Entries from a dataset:
* * * * * * * * *

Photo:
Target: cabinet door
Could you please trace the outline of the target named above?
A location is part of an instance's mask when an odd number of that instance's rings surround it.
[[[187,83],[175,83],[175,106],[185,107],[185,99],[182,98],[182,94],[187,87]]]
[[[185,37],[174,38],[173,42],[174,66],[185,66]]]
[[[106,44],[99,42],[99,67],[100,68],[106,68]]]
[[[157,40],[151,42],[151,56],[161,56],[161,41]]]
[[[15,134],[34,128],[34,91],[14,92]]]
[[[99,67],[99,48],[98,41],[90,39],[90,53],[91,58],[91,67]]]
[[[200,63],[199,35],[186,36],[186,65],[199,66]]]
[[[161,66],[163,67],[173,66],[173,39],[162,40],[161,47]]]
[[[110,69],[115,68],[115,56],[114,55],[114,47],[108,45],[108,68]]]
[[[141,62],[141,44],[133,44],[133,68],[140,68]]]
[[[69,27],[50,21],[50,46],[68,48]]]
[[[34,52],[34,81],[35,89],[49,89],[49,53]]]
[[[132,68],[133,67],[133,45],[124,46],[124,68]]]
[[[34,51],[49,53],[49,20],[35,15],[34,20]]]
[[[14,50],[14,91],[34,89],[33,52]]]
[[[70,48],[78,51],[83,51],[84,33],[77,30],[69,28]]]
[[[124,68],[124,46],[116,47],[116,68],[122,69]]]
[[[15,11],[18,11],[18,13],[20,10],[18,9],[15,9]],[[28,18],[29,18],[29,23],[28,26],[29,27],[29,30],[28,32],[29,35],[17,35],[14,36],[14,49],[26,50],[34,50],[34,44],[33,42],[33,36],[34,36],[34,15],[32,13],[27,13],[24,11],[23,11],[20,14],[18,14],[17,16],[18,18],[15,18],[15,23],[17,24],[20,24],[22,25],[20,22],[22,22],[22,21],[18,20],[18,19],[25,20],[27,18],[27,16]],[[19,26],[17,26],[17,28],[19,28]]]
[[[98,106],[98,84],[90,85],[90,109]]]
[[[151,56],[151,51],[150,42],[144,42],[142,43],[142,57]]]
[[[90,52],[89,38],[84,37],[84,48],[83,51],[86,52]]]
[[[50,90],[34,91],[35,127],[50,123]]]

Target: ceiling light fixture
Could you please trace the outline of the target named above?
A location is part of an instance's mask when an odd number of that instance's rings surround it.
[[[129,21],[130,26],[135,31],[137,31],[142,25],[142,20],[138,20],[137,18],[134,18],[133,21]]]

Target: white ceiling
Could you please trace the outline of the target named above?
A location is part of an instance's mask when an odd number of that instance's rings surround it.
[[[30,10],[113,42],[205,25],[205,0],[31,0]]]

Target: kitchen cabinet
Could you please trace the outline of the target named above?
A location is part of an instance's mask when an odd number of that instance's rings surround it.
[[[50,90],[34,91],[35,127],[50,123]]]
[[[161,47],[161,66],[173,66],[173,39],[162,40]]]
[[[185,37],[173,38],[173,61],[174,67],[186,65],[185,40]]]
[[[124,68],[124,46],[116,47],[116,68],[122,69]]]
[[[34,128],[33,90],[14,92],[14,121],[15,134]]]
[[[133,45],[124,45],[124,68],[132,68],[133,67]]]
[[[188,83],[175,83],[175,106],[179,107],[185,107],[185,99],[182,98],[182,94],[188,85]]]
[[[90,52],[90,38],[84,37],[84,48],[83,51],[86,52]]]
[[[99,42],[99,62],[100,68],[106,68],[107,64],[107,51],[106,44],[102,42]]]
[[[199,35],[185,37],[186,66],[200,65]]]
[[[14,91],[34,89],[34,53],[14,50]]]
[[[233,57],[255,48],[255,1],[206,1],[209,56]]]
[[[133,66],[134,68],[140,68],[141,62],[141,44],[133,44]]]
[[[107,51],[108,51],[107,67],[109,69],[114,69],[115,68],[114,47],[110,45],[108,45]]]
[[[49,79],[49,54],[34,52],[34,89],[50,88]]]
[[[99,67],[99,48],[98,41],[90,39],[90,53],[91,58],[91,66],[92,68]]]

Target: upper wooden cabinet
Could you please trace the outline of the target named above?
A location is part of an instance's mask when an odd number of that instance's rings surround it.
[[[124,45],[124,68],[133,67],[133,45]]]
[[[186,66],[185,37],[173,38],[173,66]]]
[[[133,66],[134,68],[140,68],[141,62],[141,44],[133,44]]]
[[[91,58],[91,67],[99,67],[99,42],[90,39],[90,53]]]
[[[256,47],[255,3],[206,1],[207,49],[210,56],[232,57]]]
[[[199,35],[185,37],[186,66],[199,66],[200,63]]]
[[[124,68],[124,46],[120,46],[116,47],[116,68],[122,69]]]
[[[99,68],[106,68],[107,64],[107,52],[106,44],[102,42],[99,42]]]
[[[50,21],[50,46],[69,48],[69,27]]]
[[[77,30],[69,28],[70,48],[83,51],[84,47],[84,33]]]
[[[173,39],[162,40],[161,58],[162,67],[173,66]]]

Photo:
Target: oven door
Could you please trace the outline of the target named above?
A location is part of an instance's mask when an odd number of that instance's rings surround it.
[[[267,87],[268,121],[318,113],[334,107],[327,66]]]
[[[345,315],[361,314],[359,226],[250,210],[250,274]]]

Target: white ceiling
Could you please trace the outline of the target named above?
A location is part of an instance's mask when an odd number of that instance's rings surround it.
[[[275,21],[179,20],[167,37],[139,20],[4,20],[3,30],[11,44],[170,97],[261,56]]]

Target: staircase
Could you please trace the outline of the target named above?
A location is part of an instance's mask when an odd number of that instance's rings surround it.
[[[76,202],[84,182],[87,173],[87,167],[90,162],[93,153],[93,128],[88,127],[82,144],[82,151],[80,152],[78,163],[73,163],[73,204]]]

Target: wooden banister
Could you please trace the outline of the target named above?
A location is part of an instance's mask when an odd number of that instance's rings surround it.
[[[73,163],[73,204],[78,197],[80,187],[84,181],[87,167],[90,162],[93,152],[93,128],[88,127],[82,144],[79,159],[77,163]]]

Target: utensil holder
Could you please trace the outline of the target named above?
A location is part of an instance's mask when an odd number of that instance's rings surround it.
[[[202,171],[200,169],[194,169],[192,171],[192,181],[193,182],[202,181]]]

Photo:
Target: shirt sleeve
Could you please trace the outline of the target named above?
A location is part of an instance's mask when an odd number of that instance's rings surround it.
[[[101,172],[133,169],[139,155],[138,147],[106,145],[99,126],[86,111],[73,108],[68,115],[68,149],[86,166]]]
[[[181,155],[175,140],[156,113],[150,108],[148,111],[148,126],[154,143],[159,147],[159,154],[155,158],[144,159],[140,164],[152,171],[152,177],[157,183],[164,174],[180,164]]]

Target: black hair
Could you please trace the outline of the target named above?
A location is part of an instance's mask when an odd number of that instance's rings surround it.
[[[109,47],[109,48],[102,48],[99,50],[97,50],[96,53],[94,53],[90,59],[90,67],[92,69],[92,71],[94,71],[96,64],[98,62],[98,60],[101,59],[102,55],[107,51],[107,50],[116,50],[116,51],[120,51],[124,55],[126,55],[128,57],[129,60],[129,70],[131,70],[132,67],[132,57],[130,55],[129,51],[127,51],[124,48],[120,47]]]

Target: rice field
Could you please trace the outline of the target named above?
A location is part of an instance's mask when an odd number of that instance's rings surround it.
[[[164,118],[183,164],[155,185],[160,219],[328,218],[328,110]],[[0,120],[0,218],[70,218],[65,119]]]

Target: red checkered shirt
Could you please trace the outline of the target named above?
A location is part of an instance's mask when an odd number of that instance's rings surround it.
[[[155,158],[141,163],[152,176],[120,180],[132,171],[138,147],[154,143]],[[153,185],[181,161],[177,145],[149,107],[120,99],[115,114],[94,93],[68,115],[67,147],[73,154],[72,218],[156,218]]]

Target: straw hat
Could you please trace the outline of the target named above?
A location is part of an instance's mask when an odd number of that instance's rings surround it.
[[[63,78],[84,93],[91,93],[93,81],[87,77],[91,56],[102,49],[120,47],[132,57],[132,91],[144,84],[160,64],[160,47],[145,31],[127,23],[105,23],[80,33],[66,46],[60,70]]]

* * * * * * * * *

_STATED EXERCISE_.
Return the lines in the data above verbatim, from the line with "Target: ceiling light fixture" to the line with "[[[30,10],[113,42],[205,25],[205,0],[31,0]]]", including both of those lines.

_FINAL RESULT_.
Target: ceiling light fixture
Could you please trace the outline of the target named above?
A location is part of an instance's mask when an odd number of that instance's rings surround it.
[[[129,21],[130,26],[135,31],[137,31],[142,25],[142,20],[138,20],[137,18],[134,18],[133,21]]]

Target: white ceiling
Could you please trace the outline of the target named above?
A location is part of an instance's mask when an odd number of that instance's rings surround it.
[[[30,10],[113,42],[205,25],[205,0],[31,0]]]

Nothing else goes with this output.